▸ **Data lines**
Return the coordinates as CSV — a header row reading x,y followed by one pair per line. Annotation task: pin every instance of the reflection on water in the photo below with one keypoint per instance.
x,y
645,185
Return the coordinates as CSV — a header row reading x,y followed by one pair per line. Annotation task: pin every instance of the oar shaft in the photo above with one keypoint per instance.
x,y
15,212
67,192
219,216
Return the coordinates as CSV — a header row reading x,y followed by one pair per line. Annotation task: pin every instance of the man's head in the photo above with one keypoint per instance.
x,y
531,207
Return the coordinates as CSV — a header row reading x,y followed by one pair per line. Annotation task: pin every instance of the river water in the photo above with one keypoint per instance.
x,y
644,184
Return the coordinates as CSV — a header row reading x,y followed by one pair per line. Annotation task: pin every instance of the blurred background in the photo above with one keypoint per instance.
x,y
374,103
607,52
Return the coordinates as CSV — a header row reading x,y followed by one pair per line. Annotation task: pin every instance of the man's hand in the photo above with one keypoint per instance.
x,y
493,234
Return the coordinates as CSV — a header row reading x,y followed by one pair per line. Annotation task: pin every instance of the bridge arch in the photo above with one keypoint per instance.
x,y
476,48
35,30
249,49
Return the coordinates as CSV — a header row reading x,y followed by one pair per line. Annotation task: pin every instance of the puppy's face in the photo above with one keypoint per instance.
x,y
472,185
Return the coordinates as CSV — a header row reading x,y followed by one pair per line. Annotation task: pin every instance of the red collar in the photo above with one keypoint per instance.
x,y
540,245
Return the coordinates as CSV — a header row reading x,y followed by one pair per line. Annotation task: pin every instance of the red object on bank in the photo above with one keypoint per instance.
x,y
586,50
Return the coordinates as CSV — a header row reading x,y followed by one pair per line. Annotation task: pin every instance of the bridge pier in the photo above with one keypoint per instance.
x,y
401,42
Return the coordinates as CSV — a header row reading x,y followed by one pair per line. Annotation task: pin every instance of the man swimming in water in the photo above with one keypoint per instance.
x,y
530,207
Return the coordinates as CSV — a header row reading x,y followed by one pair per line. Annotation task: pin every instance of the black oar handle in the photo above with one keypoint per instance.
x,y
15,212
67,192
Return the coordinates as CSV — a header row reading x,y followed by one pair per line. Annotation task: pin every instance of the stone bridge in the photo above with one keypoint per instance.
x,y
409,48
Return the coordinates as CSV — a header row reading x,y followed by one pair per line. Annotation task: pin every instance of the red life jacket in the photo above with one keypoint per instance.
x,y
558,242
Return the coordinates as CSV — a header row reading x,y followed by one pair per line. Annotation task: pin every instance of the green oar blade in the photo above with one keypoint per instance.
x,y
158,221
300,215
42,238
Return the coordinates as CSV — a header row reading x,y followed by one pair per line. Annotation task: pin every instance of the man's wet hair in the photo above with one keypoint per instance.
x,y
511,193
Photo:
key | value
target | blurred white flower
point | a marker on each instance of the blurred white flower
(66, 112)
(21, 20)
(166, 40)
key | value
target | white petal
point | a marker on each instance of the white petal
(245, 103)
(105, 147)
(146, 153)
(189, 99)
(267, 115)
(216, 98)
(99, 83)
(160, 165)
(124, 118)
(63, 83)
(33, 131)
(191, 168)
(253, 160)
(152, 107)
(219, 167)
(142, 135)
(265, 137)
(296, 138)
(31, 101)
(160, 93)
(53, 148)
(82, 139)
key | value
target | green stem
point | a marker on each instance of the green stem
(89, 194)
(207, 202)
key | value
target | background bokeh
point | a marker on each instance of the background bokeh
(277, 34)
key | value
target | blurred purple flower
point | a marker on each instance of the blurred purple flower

▸ **What you should do**
Every line of the material must be returned exactly as it appears.

▸ **Solution to the problem**
Return the coordinates as CSV — a header row reading x,y followed by one pair per line. Annotation task: pin every instance of the reflection on water in the photo below with one keypoint per instance.
x,y
645,185
Return the coordinates as CSV — a header row reading x,y followed by one pair per line. Annotation task: pin every instance of the oar shaft in the photo above with one keypoint per instance.
x,y
15,212
67,192
219,216
Return the coordinates as CSV — a header row reading x,y followed by one pair per line. Annotation task: pin every instance of the man's head in the photo above with one keypoint per instance.
x,y
531,207
Return the coordinates as CSV — a header row reading x,y followed by one pair per line. Annotation task: pin every instance of the river water in the photo above with one keypoint per instance.
x,y
644,184
Return the coordinates as CSV — a header row reading x,y followed by one pair per line. Annotation task: pin every instance of the blurred background in the photo above with one keypoint per instance.
x,y
374,103
607,52
Return the coordinates as CSV — a header row reading x,y followed by one pair per line. Annotation task: pin every instance of the man's hand in the photo above with one keypoint per instance.
x,y
493,234
Return the coordinates as CSV — a header row reading x,y followed by one pair per line. Annotation task: pin every instance of the bridge arch in the photo above with one keypoint per instance.
x,y
476,48
35,30
249,49
Return the coordinates as CSV — a header row reading x,y followed by one pair per line. Annotation task: pin every instance of the puppy's face in the photo above with one keypoint per instance.
x,y
472,185
Return the coordinates as CSV — a header row reading x,y followed by one pair per line. Annotation task: pin every instance of the red collar in the photo above with one keypoint per instance.
x,y
540,245
Return the coordinates as CSV — a header row reading x,y followed by one pair per line. Annotation task: pin every instance of the red object on bank in the photo above with one keypoint per instance.
x,y
586,50
Return the coordinates as CSV — a header row reading x,y followed by one pair per line. Annotation task: pin every instance of the bridge pier in the photo above with one keypoint per instance.
x,y
401,42
Return the coordinates as CSV — a header row reading x,y followed by one pair per line. Annotation task: pin every instance of the man swimming in water in the photo above with one keypoint per instance.
x,y
530,207
Return the coordinates as CSV — a header row reading x,y followed by one pair per line. Annotation task: pin every instance of the black oar handle in the photo above with one keypoint per instance.
x,y
15,212
67,192
Return the coordinates as CSV — a header row reading x,y followed by one pair per line. Annotation task: pin every instance of the stone bridge in the photo above with one keypoint per instance.
x,y
409,48
Return the coordinates as CSV — a header row reading x,y followed by one pair per line. Annotation task: pin every instance of the red life jacket in the photo above with one keypoint per instance.
x,y
558,242
Return the coordinates as CSV — a header row reading x,y followed by one pair per line. Annotation task: pin every instance of the green oar blade in the photo above with one keypoint per instance.
x,y
158,221
300,215
42,238
Return the coordinates as CSV — a header row reading x,y followed by one pair per line. Annotation task: pin every instance of the man's wet hair in the photo above with one keypoint per instance.
x,y
511,193
Photo:
key | value
target | blurred white flower
point | a marker on each instance of the blurred white flower
(66, 112)
(21, 20)
(166, 40)
key | value
target | white petal
point | a marker on each instance of the white petal
(245, 103)
(105, 147)
(146, 153)
(189, 99)
(267, 115)
(216, 98)
(99, 83)
(160, 165)
(124, 118)
(63, 83)
(33, 131)
(191, 168)
(253, 160)
(152, 107)
(219, 167)
(142, 135)
(265, 137)
(296, 138)
(31, 101)
(160, 93)
(53, 148)
(82, 139)
key | value
target | green stem
point | a marker on each instance of the green stem
(89, 194)
(207, 202)
key | value
target | background bokeh
point | a marker on each instance of the background bokeh
(277, 34)
key | value
target | blurred purple flower
point | a marker on each instance of the blurred purple flower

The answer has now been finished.